Testo di lettura -

☆ ☆ ☆ ☆

In tutte le attività con i suoi scout, don Giuseppe iniziava le sue celebrazioni Eucaristiche con queste parole: “Il Creato è la più bella cattedrale che ci possa essere. Nessun uomo, per quanto grande, potrà mai fare meglio”.

Scout (Skaut) è una voce inglese, abbreviazione di boy scout, che sta per: esploratore.

Lo scautismo è un movimento giovanile internazionale che si ispira a un tipo di educazione dei giovani che si basa sulla vita semplice e umile, all’aria aperta, nonché sullo spirito di iniziativa e soprattutto sulla disponibilità verso il prossimo.

Ma più che una organizzazione, lo scautismo, secondo il suo fondatore, vuole essere “ Un metodo d’educazione tendente a formare cittadini attivi, gioiosi e utili“.

L’idea principale e centrale sullo scautismo consiste nel proporre ai giovani obiettivi concreti rispondenti alle loro esigenze. Questo, Baden – Powel lo sperimentò nella guerra anglo – boera, durante la difesa di Mafeking, in Africa, nel 1899 – 1900. In quella occasione formò un “corpo di cadetti“ con una propria uniforme, con capi scelti tra loro e con compiti ausiliari “.

La prima organizzazione maschile dei giovani esploratori (boy – scouts) fu fondata in Inghilterra nel 1908 dal generale dell’esercito coloniale Baden – Powel (1857 – 1941) e subito si diffuse in tutto il mondo. Fu seguita, nel 1910, da quella femminile delle giovani guide (girl – guides),  affidata prima alla sorella di Baden – Powel, Agnes, e poi alla moglie, Olave,  e dei lupetti (wolf – cubs) tra 8 e 11 anni. Nel 1918, nacquero i rovers (18 – 25 anni).

Riportiamo una massima di Baden – Powel:

“ Io ho trascorso una vita felicissima e desidero che ciascuno di voi abbia una vita altrettanto felice. Credo che il Signore ci abbia messo in questo mondo meraviglioso per essere felici e godere la vita. La felicità non dipende dalle ricchezze né dal successo nella carriera, né dal cedere alle nostre voglie. Contentatevi di quello che avete; guardate al lato bello delle cose e non al lato brutto. Ma il vero modo di essere felici è quello di procurare la felicità agli altri. Preoccupatevi di lasciare questo mondo un po’ migliore di quanto non lo avete trovato. Siate preparati così a vivere felici. Mantenete la vostra promessa di esploratori, anche quando non sarete più ragazzi e Dio vi aiuti in questo.

☆ ☆ ☆ ☆

Quesito 1 -
Secondo il testo sullo scautismo, in quale anno e in quale paese fu fondata la prima organizzazione maschile dei giovani esploratori?
Quesito 2 -
In base al testo sullo scautismo, spiega in quale occasione il fondatore sperimentò l'idea centrale del movimento e in che modo lo fece.
Quesito 3 -
Scrivi il seguito del testo sullo scautismo, cominciando subito dopo l'ultima frase riportata.

Dati forniti -
☆ ☆ ☆ ☆

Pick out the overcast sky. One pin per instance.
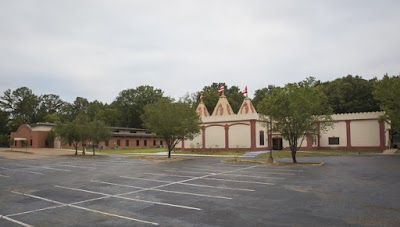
(95, 49)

☆ ☆ ☆ ☆

Spazio risposta 1 -
Fu fondata in Inghilterra nel 1908.

Spazio risposta 2 -
Il fondatore sperimentò l'idea di proporre ai giovani obiettivi concreti durante la guerra anglo-boera, nella difesa di Mafeking, in Africa, nel 1899-1900. In quell'occasione formò un "corpo di cadetti" con una propria uniforme, con capi scelti tra loro e con compiti ausiliari.

Spazio risposta 3 -
Il primo raduno internazionale degli scouts si tenne nel 1920, a Londra, attuale sede del Boy Scout International Bureau  (BSIB), cui fanno capo le associazioni scoutistiche di tutto il mondo.

In Italia fu fondato il corpo nazionale dei giovani esploratori nel 1912, aconfessionale, ossia autonomo rispetto a qualsiasi confessione religiosa, seguito nel 1916 dall’Associazione Scoutistica Cattolica Italiana (ASCI).

Nel 1928 entrambe furono assorbite dall’opera nazionale balilla (ONB) per ricostituirsi dopo la Seconda Guerra Mondiale.

Nel 1944 i rami maschile e femminile delle due associazioni si sono costituiti in federazione, rispettivamente nella Federazione Esploratori Italiani (FEI) e nella Federazione Italiana Guide Esploratrici (FIGE).

Don Giuseppe ebbe un particolare attaccamento per gli scout. Costoro svolgevano le loro attività nei saloni della parrocchia e spesso partecipavano alle iniziative della parrocchia.

Si adoperò perché gli scopi educativi degli scout fossero legate alle caratteristiche psicologiche proprie dell’età: per i più piccoli si fece leva sull’amore per l’avventura, poi si cercò di educarli al servizio del prossimo.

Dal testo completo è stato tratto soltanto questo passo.